═══ QUOTED TEXT ═══

# Can somebody PLEASE help with samba



## Just_Johnny (Feb 4, 2009)

I tried for hours but I cannot connect to my samba share. I've installed samba server on freebsd 7.0

I connect to a wireless network 192.168.0.3

Then I have a wired network card(192.168.1.5) that connects to a 4 port router.  

I want to keep the wireless connection completly seperate from the wired network.  I also want to connect to my samba server in the wired network.  

How should I configure both interfaces?  I want to be able to connect to my samba share and still have access to the internet. 

If anybody can help I would be VERY MUCH greatful.  if you know what I mean.


----------



## Just_Johnny (Feb 4, 2009)

*I forgot to mention*

I have configured the smb.conf but am not 100% certain it is corrrect.


----------



## Just_Johnny (Feb 4, 2009)

Just_Johnny said:
			
		

> I have configured the smb.conf but am not 100% certain it is corrrect.



I don't really need help with the configuration part.  I would just like to know if my network is properly setup.


----------



## paulfrottawa (Feb 4, 2009)

═══ ROWS ═══

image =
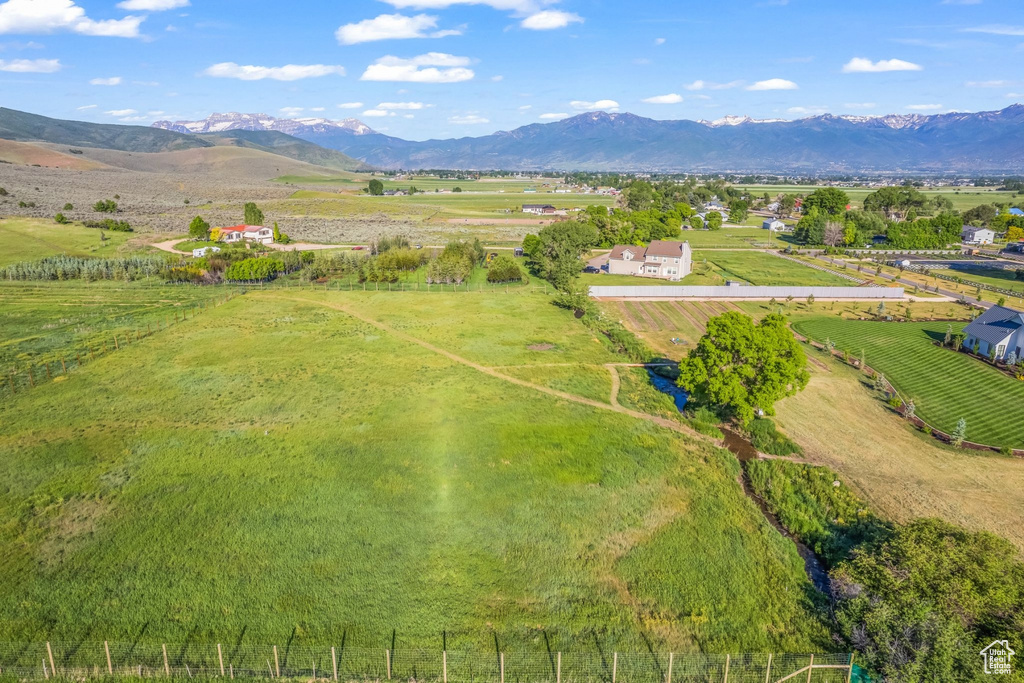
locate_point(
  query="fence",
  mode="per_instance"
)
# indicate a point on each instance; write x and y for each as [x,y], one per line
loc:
[735,292]
[99,659]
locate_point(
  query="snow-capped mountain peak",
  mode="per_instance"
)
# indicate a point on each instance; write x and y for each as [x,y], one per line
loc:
[217,123]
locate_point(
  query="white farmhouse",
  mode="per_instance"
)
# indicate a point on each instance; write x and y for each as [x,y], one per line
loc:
[998,329]
[977,236]
[666,260]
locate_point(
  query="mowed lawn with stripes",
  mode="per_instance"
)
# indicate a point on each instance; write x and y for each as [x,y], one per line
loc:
[944,385]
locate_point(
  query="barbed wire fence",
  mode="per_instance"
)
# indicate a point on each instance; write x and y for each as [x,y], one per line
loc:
[337,663]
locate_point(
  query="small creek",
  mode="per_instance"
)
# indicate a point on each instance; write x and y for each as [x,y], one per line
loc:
[745,452]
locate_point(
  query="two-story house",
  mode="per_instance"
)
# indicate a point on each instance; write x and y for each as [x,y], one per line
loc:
[666,260]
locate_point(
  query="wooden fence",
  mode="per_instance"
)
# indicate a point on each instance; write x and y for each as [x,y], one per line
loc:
[338,663]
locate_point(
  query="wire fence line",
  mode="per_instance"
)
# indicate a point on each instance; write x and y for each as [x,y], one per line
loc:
[107,659]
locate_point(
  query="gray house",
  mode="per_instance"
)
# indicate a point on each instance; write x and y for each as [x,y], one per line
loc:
[998,328]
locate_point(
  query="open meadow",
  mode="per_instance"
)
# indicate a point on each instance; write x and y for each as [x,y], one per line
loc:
[320,467]
[32,239]
[945,385]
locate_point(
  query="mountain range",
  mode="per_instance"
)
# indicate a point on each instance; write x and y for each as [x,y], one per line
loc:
[984,141]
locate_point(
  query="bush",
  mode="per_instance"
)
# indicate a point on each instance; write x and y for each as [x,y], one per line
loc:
[766,438]
[110,224]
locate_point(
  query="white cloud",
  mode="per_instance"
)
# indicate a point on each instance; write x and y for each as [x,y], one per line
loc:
[774,84]
[550,18]
[585,105]
[468,120]
[709,85]
[671,98]
[152,5]
[30,66]
[807,111]
[997,30]
[423,69]
[34,16]
[862,66]
[402,105]
[286,73]
[391,27]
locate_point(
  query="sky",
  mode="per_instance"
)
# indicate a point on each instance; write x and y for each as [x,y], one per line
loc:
[436,69]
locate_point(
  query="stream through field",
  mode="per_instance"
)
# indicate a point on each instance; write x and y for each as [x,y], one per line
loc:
[745,452]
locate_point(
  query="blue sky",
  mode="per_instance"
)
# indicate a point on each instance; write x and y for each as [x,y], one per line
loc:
[421,69]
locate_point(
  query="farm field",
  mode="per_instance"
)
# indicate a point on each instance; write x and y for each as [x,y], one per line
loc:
[936,379]
[50,323]
[842,423]
[321,467]
[33,239]
[963,199]
[763,268]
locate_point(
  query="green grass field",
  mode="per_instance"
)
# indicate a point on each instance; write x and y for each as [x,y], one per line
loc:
[31,239]
[944,385]
[312,467]
[761,268]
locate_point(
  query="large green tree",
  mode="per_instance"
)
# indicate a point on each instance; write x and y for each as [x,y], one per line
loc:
[829,201]
[740,367]
[199,228]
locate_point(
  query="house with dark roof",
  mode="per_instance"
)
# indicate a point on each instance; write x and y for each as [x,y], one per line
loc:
[666,260]
[998,329]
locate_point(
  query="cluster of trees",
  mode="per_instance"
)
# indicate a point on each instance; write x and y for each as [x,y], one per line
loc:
[891,212]
[74,267]
[504,269]
[741,368]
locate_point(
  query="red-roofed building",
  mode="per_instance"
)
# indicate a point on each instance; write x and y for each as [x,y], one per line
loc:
[253,232]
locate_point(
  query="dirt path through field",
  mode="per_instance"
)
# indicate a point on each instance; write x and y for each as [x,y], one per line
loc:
[491,372]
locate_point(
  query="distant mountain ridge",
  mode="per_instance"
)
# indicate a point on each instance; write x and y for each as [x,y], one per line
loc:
[956,142]
[22,126]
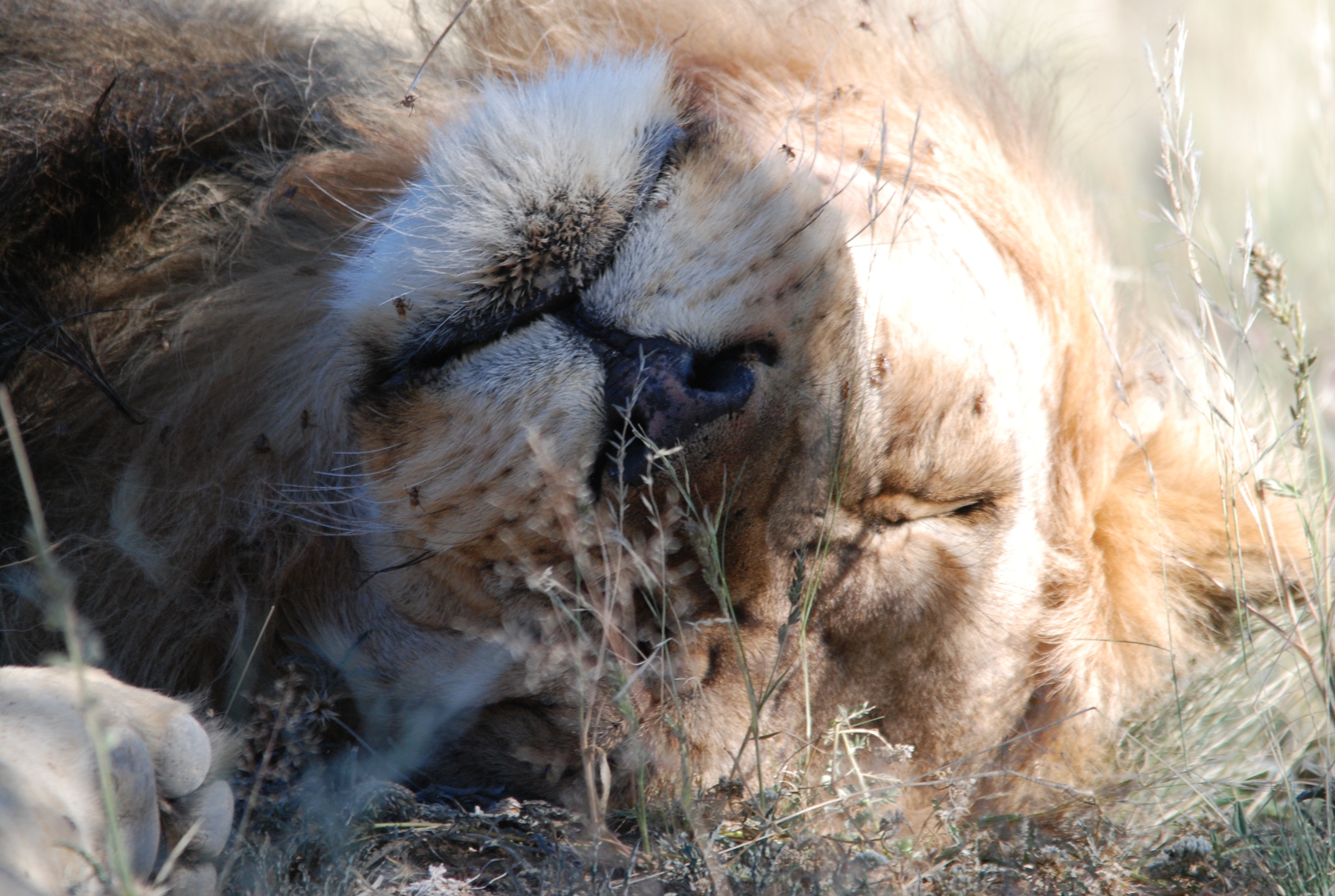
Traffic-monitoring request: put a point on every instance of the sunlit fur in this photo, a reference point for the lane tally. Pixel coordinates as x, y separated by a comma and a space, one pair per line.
1007, 526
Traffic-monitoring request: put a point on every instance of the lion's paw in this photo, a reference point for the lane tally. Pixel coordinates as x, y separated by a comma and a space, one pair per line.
54, 832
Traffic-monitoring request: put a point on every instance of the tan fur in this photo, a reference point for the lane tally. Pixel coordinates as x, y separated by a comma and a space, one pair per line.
939, 438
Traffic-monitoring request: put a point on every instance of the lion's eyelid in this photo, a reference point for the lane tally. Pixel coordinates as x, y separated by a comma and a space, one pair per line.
899, 508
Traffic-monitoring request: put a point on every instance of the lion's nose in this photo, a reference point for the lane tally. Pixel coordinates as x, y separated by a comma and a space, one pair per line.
660, 392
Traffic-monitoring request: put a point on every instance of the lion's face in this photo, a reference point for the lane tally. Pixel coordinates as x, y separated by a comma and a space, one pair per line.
855, 381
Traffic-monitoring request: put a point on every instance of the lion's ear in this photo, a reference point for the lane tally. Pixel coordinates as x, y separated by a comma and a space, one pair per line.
1186, 545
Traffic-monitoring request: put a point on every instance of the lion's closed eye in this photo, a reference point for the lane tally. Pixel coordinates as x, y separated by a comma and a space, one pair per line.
898, 508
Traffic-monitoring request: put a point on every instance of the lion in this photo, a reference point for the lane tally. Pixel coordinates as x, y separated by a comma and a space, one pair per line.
649, 386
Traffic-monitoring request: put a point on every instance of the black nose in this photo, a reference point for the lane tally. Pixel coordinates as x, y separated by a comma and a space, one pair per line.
665, 392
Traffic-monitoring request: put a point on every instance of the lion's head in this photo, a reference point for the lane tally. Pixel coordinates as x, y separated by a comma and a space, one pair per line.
796, 398
671, 388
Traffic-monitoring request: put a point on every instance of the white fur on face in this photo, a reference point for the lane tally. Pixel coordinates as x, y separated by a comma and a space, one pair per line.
580, 133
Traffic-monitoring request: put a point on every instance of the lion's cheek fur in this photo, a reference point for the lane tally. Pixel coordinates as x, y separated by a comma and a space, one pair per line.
486, 462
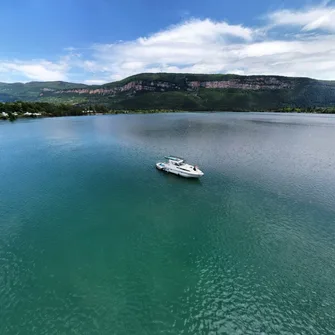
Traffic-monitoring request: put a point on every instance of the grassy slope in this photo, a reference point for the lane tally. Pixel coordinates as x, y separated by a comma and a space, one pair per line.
306, 93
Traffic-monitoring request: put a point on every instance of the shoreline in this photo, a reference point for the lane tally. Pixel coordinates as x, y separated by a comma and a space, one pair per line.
43, 116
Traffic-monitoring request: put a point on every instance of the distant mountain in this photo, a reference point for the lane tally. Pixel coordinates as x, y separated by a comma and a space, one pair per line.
183, 92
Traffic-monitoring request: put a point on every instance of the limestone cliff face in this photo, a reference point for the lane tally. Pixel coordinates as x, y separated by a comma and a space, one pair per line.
252, 83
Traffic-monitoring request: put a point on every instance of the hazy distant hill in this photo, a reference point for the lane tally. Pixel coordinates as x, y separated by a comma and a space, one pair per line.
183, 91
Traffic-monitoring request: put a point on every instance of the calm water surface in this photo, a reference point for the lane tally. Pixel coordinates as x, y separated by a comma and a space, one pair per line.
95, 240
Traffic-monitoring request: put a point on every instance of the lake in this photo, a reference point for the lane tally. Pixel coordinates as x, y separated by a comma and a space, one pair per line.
95, 240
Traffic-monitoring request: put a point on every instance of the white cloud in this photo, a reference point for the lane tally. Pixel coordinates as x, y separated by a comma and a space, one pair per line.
42, 70
204, 46
314, 18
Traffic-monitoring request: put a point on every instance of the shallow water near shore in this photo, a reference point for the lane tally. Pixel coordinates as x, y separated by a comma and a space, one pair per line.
95, 240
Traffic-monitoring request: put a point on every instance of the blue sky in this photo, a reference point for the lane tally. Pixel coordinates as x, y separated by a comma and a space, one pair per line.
104, 40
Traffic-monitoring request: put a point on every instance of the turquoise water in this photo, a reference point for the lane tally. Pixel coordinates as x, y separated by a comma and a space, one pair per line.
95, 240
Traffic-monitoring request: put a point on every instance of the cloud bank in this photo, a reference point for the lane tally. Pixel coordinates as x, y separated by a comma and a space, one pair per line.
291, 43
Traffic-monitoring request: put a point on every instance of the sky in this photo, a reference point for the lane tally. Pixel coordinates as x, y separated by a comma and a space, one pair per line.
95, 42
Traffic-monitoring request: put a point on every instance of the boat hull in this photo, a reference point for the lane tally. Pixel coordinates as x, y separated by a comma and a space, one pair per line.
167, 168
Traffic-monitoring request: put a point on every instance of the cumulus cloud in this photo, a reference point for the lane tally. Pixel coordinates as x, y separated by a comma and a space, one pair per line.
42, 70
292, 43
309, 19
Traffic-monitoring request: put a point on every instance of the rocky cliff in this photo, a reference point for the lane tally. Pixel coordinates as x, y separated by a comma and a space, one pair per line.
183, 91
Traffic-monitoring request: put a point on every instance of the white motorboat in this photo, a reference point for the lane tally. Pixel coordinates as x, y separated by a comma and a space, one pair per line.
178, 166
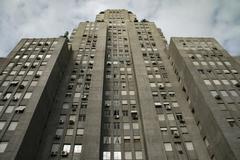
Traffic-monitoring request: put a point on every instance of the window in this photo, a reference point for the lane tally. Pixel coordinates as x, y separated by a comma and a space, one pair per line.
214, 93
5, 83
168, 146
231, 122
27, 95
80, 131
138, 154
233, 93
7, 96
1, 107
107, 140
67, 148
189, 146
170, 117
48, 56
216, 82
161, 117
225, 82
224, 93
55, 147
12, 73
2, 124
152, 85
126, 126
131, 93
17, 96
128, 155
3, 146
12, 126
163, 130
207, 82
9, 109
124, 93
30, 73
77, 95
175, 104
195, 63
106, 155
211, 63
184, 129
135, 126
21, 73
206, 141
77, 148
227, 63
117, 156
34, 83
59, 131
69, 132
72, 119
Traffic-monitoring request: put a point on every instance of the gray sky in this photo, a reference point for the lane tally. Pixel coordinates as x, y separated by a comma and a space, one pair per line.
51, 18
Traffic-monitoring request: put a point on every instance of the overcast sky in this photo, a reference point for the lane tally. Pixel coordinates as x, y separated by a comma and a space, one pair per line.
51, 18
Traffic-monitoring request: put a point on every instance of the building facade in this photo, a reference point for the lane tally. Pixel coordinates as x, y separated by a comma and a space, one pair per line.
115, 90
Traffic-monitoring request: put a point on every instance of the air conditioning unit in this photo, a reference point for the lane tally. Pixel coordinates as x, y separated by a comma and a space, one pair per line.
14, 83
34, 65
180, 151
15, 98
182, 121
168, 107
38, 58
237, 84
4, 99
134, 115
217, 97
57, 136
21, 86
61, 121
84, 97
107, 105
37, 75
53, 153
74, 109
64, 154
161, 86
176, 134
71, 122
116, 116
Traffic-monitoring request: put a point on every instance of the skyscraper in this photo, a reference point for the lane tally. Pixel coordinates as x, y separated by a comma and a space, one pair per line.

═══

GOALS:
(1) Write out the stretch of the samba forum thread from "I connect to" through "what I mean.".
(2) Extend the samba forum thread from the point where it stops.
None of this material is needed here.

THE RESULTS:
(1)
I connect to a wireless network 192.168.0.3

Then I have a wired network card(192.168.1.5) that connects to a 4 port router.  

I want to keep the wireless connection completly seperate from the wired network.  I also want to connect to my samba server in the wired network.  

How should I configure both interfaces?  I want to be able to connect to my samba share and still have access to the internet. 

If anybody can help I would be VERY MUCH greatful.  if you know what I mean.

(2)
Just_Johnny said:
			
		

> I tried for hours but I cannot connect to my samba share. I've installed samba server on freebsd 7.0
> 
> I connect to a wireless network 192.168.0.3
> 
> ...



in rc.conf
ifconfig_ath0="inet 192.168.0.3 netmask 255.255.255.0"
ifconfig_vr1="inet 192.168.1.5 netmask 255.255.255.0"
defaultrouter="192.168.1.5" 

PS: do you need help connecting the wireless.


----------



## Just_Johnny (Feb 4, 2009)

thanks.  I guess my configuration was right.  Still can't figure out why I can't connect to my share.

I'll figure it out eventually.


----------



## paulfrottawa (Feb 4, 2009)

well you should be able to connect to it web I believe its port :901

Also you should enable the last lines in /etc/inetd.conf

Just read the comment of those lines and you'll see.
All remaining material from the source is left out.